**Do this:** Put each line of the records below into a Markdown table with the columns Row and Line, numbering the rows and skipping blank lines. Leave the pictures out of your answer.

**Extracted data entries:**
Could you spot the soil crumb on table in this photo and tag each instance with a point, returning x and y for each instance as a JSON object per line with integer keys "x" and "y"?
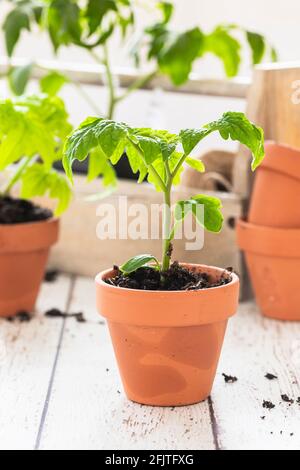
{"x": 56, "y": 313}
{"x": 18, "y": 211}
{"x": 268, "y": 405}
{"x": 229, "y": 379}
{"x": 22, "y": 316}
{"x": 271, "y": 377}
{"x": 177, "y": 278}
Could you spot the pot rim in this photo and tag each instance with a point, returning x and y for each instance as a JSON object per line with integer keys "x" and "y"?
{"x": 235, "y": 280}
{"x": 28, "y": 224}
{"x": 268, "y": 241}
{"x": 292, "y": 157}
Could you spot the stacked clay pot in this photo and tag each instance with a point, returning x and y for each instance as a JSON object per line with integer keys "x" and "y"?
{"x": 270, "y": 238}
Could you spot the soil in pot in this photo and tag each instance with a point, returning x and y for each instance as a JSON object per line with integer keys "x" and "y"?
{"x": 17, "y": 211}
{"x": 177, "y": 278}
{"x": 168, "y": 343}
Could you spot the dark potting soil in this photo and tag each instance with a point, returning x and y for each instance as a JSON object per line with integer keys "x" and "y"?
{"x": 56, "y": 313}
{"x": 22, "y": 317}
{"x": 18, "y": 211}
{"x": 229, "y": 379}
{"x": 51, "y": 276}
{"x": 175, "y": 279}
{"x": 271, "y": 377}
{"x": 268, "y": 405}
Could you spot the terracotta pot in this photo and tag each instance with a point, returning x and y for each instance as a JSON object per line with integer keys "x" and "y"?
{"x": 275, "y": 196}
{"x": 167, "y": 344}
{"x": 273, "y": 260}
{"x": 24, "y": 252}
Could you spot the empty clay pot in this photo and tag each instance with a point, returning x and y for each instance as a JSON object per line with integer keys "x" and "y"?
{"x": 275, "y": 196}
{"x": 273, "y": 260}
{"x": 24, "y": 252}
{"x": 167, "y": 344}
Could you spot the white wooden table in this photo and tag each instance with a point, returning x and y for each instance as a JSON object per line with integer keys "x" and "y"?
{"x": 60, "y": 389}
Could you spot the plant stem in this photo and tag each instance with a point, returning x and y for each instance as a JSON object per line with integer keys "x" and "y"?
{"x": 166, "y": 230}
{"x": 21, "y": 167}
{"x": 110, "y": 82}
{"x": 136, "y": 85}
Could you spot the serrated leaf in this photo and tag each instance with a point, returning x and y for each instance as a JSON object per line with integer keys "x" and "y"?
{"x": 53, "y": 82}
{"x": 178, "y": 53}
{"x": 14, "y": 23}
{"x": 19, "y": 77}
{"x": 38, "y": 180}
{"x": 197, "y": 165}
{"x": 258, "y": 46}
{"x": 232, "y": 125}
{"x": 211, "y": 219}
{"x": 222, "y": 44}
{"x": 137, "y": 262}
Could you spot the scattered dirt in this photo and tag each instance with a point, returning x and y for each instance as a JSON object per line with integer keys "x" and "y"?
{"x": 176, "y": 278}
{"x": 18, "y": 211}
{"x": 56, "y": 313}
{"x": 51, "y": 276}
{"x": 268, "y": 405}
{"x": 271, "y": 377}
{"x": 22, "y": 317}
{"x": 229, "y": 379}
{"x": 286, "y": 399}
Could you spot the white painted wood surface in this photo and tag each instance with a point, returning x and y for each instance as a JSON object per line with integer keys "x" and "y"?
{"x": 60, "y": 387}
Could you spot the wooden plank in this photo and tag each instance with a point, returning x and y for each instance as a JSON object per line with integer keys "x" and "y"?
{"x": 26, "y": 362}
{"x": 253, "y": 347}
{"x": 88, "y": 409}
{"x": 93, "y": 74}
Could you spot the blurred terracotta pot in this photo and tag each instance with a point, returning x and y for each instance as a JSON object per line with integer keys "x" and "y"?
{"x": 273, "y": 260}
{"x": 275, "y": 196}
{"x": 167, "y": 344}
{"x": 24, "y": 250}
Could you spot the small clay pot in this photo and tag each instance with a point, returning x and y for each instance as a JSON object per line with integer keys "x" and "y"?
{"x": 24, "y": 250}
{"x": 275, "y": 196}
{"x": 167, "y": 344}
{"x": 273, "y": 260}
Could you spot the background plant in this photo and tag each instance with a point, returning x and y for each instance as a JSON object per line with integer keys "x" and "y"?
{"x": 160, "y": 156}
{"x": 91, "y": 25}
{"x": 32, "y": 132}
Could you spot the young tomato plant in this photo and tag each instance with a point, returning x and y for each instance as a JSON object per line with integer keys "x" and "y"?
{"x": 92, "y": 24}
{"x": 32, "y": 132}
{"x": 160, "y": 156}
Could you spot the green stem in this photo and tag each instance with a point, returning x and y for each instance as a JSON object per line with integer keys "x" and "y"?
{"x": 166, "y": 230}
{"x": 17, "y": 175}
{"x": 136, "y": 85}
{"x": 110, "y": 82}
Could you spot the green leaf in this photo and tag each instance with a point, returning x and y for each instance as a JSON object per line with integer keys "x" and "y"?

**The reply:**
| Row | Line |
|---|---|
| 1 | Could you spot the soil crumb on table in this photo and tag each instance with a point, returning x and y for each instance as a JSON object per line with integer keys "x" and "y"? |
| 2 | {"x": 56, "y": 313} |
| 3 | {"x": 18, "y": 211} |
| 4 | {"x": 268, "y": 405} |
| 5 | {"x": 229, "y": 379} |
| 6 | {"x": 22, "y": 316} |
| 7 | {"x": 271, "y": 377} |
| 8 | {"x": 177, "y": 278} |
| 9 | Could you spot the pot rim in this photo and tag each instance with a point, returning x and y for each instance as a JSON object per line with integer keys "x" and "y"? |
| 10 | {"x": 235, "y": 280} |
| 11 | {"x": 28, "y": 224} |
| 12 | {"x": 268, "y": 241} |
| 13 | {"x": 292, "y": 157} |
| 14 | Could you spot the stacked clay pot in this photo and tag each instance with a point, returning x and y for each instance as a JSON object per line with integer keys "x" and "y"? |
| 15 | {"x": 270, "y": 238} |
| 16 | Could you spot the soil in pot in this photo and tag each instance with a point, returning x and y for each instance as a JSON object per line with integer keys "x" and "y"? |
| 17 | {"x": 17, "y": 211} |
| 18 | {"x": 177, "y": 278} |
| 19 | {"x": 168, "y": 343} |
| 20 | Could you spot the dark potting soil in this photo and tag each instance with a point, returning x and y for each instance as a JSON object per line with integer keys "x" and "y"? |
| 21 | {"x": 56, "y": 313} |
| 22 | {"x": 22, "y": 317} |
| 23 | {"x": 18, "y": 211} |
| 24 | {"x": 229, "y": 379} |
| 25 | {"x": 51, "y": 276} |
| 26 | {"x": 175, "y": 279} |
| 27 | {"x": 271, "y": 377} |
| 28 | {"x": 268, "y": 405} |
| 29 | Could you spot the terracotta pot in this photo and tag each instance with a point, returning x and y for each instance as a JSON object per line with integer keys "x" and "y"? |
| 30 | {"x": 275, "y": 196} |
| 31 | {"x": 167, "y": 344} |
| 32 | {"x": 273, "y": 260} |
| 33 | {"x": 24, "y": 252} |
| 34 | Could you spot the empty clay pot in this photo and tag each instance with a point, returning x and y for each instance as a JSON object per line with integer keys "x" and "y"? |
| 35 | {"x": 275, "y": 196} |
| 36 | {"x": 273, "y": 260} |
| 37 | {"x": 24, "y": 252} |
| 38 | {"x": 167, "y": 344} |
| 39 | Could you spot the white wooden table in this photo and tag each instance with a point, returning x and y for each instance as a JSON object per line with integer keys "x" and "y"? |
| 40 | {"x": 60, "y": 389} |
| 41 | Could you spot the plant stem in this photo and tag each instance with a point, returning x and y for each instance as a JSON object per line with integer keys "x" and "y"? |
| 42 | {"x": 166, "y": 230} |
| 43 | {"x": 21, "y": 167} |
| 44 | {"x": 110, "y": 82} |
| 45 | {"x": 136, "y": 85} |
| 46 | Could you spot the serrated leaf in this photo and tag each instance with a point, returning x and y for each instance as a JSON object per line with integer keys "x" and "y"? |
| 47 | {"x": 53, "y": 82} |
| 48 | {"x": 178, "y": 53} |
| 49 | {"x": 14, "y": 23} |
| 50 | {"x": 19, "y": 77} |
| 51 | {"x": 38, "y": 180} |
| 52 | {"x": 197, "y": 165} |
| 53 | {"x": 258, "y": 46} |
| 54 | {"x": 232, "y": 125} |
| 55 | {"x": 211, "y": 219} |
| 56 | {"x": 222, "y": 44} |
| 57 | {"x": 137, "y": 262} |
| 58 | Could you spot the scattered dirt in this photo and tag each instance with a point, returning x and y for each instance as a JSON object per line with integer keys "x" and "y"? |
| 59 | {"x": 176, "y": 278} |
| 60 | {"x": 18, "y": 211} |
| 61 | {"x": 56, "y": 313} |
| 62 | {"x": 51, "y": 276} |
| 63 | {"x": 268, "y": 405} |
| 64 | {"x": 271, "y": 377} |
| 65 | {"x": 22, "y": 317} |
| 66 | {"x": 229, "y": 379} |
| 67 | {"x": 286, "y": 399} |
| 68 | Could you spot the white painted wood surface in this photo and tag each instance with a point, returning x and y for each instance as a JSON object per line with integer keys "x" and "y"? |
| 69 | {"x": 60, "y": 387} |
| 70 | Could you spot the wooden plank in this photo and tag each instance with a point, returning x and y for each instance as a JSON object per line with integer keys "x" and "y"? |
| 71 | {"x": 26, "y": 362} |
| 72 | {"x": 253, "y": 347} |
| 73 | {"x": 88, "y": 409} |
| 74 | {"x": 93, "y": 74} |
| 75 | Could you spot the blurred terracotta pot in this photo and tag each instance with a point, returning x and y for each instance as a JSON object per line with integer keys "x" and "y"? |
| 76 | {"x": 273, "y": 260} |
| 77 | {"x": 275, "y": 196} |
| 78 | {"x": 167, "y": 344} |
| 79 | {"x": 24, "y": 250} |
| 80 | Could you spot the small clay pot in this photo and tag each instance with a point, returning x and y for each instance as a JSON object per line with integer keys "x" and "y"? |
| 81 | {"x": 24, "y": 250} |
| 82 | {"x": 275, "y": 196} |
| 83 | {"x": 167, "y": 344} |
| 84 | {"x": 273, "y": 260} |
| 85 | Could you spot the background plant in this photo and tag each instance with a point, returning x and y for each instance as a JSON object per line with integer keys "x" and "y"? |
| 86 | {"x": 160, "y": 156} |
| 87 | {"x": 91, "y": 25} |
| 88 | {"x": 32, "y": 132} |
| 89 | Could you spot the young tomato plant in this photo and tag each instance with a point, returning x and y for each instance as a JSON object per line with integer keys "x" and "y"? |
| 90 | {"x": 92, "y": 24} |
| 91 | {"x": 32, "y": 132} |
| 92 | {"x": 160, "y": 156} |
| 93 | Could you spot the green stem in this photo and tag each instance with a point, returning x and y for each instance as a JSON object per line with integer keys "x" and "y"? |
| 94 | {"x": 166, "y": 230} |
| 95 | {"x": 17, "y": 175} |
| 96 | {"x": 136, "y": 85} |
| 97 | {"x": 110, "y": 82} |
| 98 | Could you spot the green leaf in this photo and tag each instance with a point, returning x and y for each instance as a JSON object per line with integer keys "x" and "y"? |